Seitenauszug:
################
Sowohl auf nationaler als auch auf europäischer Ebene fällt die bisher von den Gralshütern der neoliberalen Marktwirtschaft als heilig betrachtete Schuldenbremse. Die vom zukünftigen Bundeskanzler Merz geführte Regierungskoalition von Union und Sozialdemokratie sieht vor – praktisch unbegrenzt von jeglichen gesetzlichen Beschränkungen –, die Aufrüstung der Bundeswehr vorantreiben zu können. Als Zugeständnis an die SPD wird eine Sondervermögen Infrastruktur in Höhe von 500 Milliarden EUR gebildet; seine konkrete Ausgestaltung bleibt jrdoch noch offen. Viele Erfordernisse zum Erhalt der Infrastruktur dienen zugleich der „Kriegstüchtigkeit“, wie Investitionen in marode Brücken und Straßen oder in die Deutsche Bahn AG. Sie ermöglichen den reibungslosen Transport von Militär und Rüstungsgütern durch die BRD nach Osten, gen Russland.

Die von der zukünftigen Bundesregierung als notwendig betrachtete Aufrüstung in Deutschland wird ergänzt durch die von EU-Präsidentin verkündete Wegfall des Stabilitätspaktes. 800 Milliarden Euro werden für Rüstungsprojekte bereit gestellt. Die Schuldenbremse innerhalb der EU-Staaten soll dafür entfallen. Die gigantischen Aufrüstungsprogramme dienen der stärkeren militärischen Präsens der Europäischen Union auf der weltpolitischen Bühne. Nach dem vorläufigen(?) Rückzug der USA aus dem Stellvertreter-Krieg gegen Russland werben die europäischen Kriegstreiber für eine eigene und umfangreiche Aufrüstung als Ersatz für die Hilfe und den Schutzschirm aus den USA. Sie werde notwendig, weil sich die Vereinigten Staaten aus ihren militärischen und finanziellen Verpflichtungen des Krieges in der Ukraine heraushalten wollen. Sie haben erkannt, dass die Ukraine militärisch nicht siegen kann. Nachdem für die USA wesentliche Ziele erreicht sind, wie die Isolierung Russlands von den Staaten der EU, will sie den Krieg beenden. Er droht auf dem Schlachtfeld entschieden zu werden durch die zunehmende Defensive, in die die ukrainischen Streitkräfte geraten sind und die zu deren Zusammenbruch führen könnte. Die amerikanische Regierung fordert in Zukunft ein stärkeres militärisches und finanzielles Engagement der Europäer. Aus dieser Tatsache wird in der medialen Darstellung eine angebliche Kehrtwende der Trump-Administration, die der Ukraine den Dolch in den Rücken stößt, um sich mit der Tyrannen in Moskau zu verbrüdern. Die Begründung für die Notwendigkeit der gigantischen Aufrüstungsbemühungen muss aufrecht erhalten werden und damit das Feindbild Russland. Es bekäme unweigerlich Risse, wenn es den USA gelingen sollte zu einer Beendigung der Kampfhandlungen über einen Ausgleich mit Russland zu gelangen. Warum sollte dies den EU-Staaten nicht möglich sein? Deshalb wird jenseits aller praktischen Belege die Angst vor den russischen Macht- und Eroberungsplänen geschürt. Russland wäre in wenigen Jahren in der Lage andere Staaten Europas zu überfallen und notfalls bis nach Berlin zu marschieren. Ohne diese Drohkulisse wären die gigantische Aufrüstungspläne den arbeitenden oder erwerbslosen Menschen, den Jugendliche und Rentnern nicht zu vermitteln. Ob sie auf deren Widerstand stoßen, wird sich zeigen, wenn sie die Kürzungen zu Gunsten des Militärs hautnah zu spüren bekommen.
################
Aufgabenstellung 1:
Beantworte anhand des Seitenauszugs zur Aufrüstung und zur Schuldenbremse die folgenden Fragen:
(a) In welcher Höhe wird das Sondervermögen Infrastruktur gebildet?
(b) Wie viel Geld wird auf europäischer Ebene für Rüstungsprojekte bereitgestellt?
(c) Wozu wäre Russland laut der geschürten Angst in wenigen Jahren in der Lage?
Der Seitenauszug und die Zeilen sind voneinander unabhängiges Material.

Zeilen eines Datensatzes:
################
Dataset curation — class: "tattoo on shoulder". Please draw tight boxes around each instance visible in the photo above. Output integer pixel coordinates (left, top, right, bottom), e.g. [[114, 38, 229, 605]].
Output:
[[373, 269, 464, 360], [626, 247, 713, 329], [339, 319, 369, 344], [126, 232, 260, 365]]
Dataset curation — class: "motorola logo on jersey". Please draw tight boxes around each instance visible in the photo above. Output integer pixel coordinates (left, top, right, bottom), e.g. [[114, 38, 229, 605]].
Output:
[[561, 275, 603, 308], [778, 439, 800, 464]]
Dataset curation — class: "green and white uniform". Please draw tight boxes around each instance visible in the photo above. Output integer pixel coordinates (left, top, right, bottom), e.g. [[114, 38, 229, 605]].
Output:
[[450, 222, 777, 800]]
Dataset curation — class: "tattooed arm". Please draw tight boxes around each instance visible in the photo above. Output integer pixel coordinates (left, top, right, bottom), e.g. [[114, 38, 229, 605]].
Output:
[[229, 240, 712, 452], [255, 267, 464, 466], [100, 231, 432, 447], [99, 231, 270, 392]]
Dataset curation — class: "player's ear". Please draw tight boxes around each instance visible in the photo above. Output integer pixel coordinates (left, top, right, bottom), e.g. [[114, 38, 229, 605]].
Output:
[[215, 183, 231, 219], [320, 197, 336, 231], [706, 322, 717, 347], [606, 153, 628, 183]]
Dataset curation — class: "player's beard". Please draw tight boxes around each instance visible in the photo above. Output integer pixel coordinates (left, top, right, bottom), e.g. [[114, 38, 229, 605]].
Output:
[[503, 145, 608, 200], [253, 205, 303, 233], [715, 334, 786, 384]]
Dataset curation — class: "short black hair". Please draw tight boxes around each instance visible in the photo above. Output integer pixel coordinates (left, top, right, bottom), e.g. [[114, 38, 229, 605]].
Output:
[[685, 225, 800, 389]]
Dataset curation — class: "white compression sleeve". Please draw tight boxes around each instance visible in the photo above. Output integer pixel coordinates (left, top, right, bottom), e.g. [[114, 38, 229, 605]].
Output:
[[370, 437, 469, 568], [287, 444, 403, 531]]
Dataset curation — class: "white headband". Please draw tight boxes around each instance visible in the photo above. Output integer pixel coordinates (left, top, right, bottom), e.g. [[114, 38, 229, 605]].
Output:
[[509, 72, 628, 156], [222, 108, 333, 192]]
################
Aufgabenstellung 2: Wähle jede Zeile aus, in der die Zeichenfolge „white“ vorkommt, und gib diese Zeilen wieder.

Ergebnis 1:
(a) Das Sondervermögen Infrastruktur wird in Höhe von 500 Milliarden EUR gebildet.
(b) Für Rüstungsprojekte werden 800 Milliarden Euro bereitgestellt.
(c) Russland wäre in der Lage, andere Staaten Europas zu überfallen und notfalls bis nach Berlin zu marschieren.

Ergebnis 2:
Dataset curation — class: "green and white uniform". Please draw tight boxes around each instance visible in the photo above. Output integer pixel coordinates (left, top, right, bottom), e.g. [[114, 38, 229, 605]].
Dataset curation — class: "white compression sleeve". Please draw tight boxes around each instance visible in the photo above. Output integer pixel coordinates (left, top, right, bottom), e.g. [[114, 38, 229, 605]].
Dataset curation — class: "white headband". Please draw tight boxes around each instance visible in the photo above. Output integer pixel coordinates (left, top, right, bottom), e.g. [[114, 38, 229, 605]].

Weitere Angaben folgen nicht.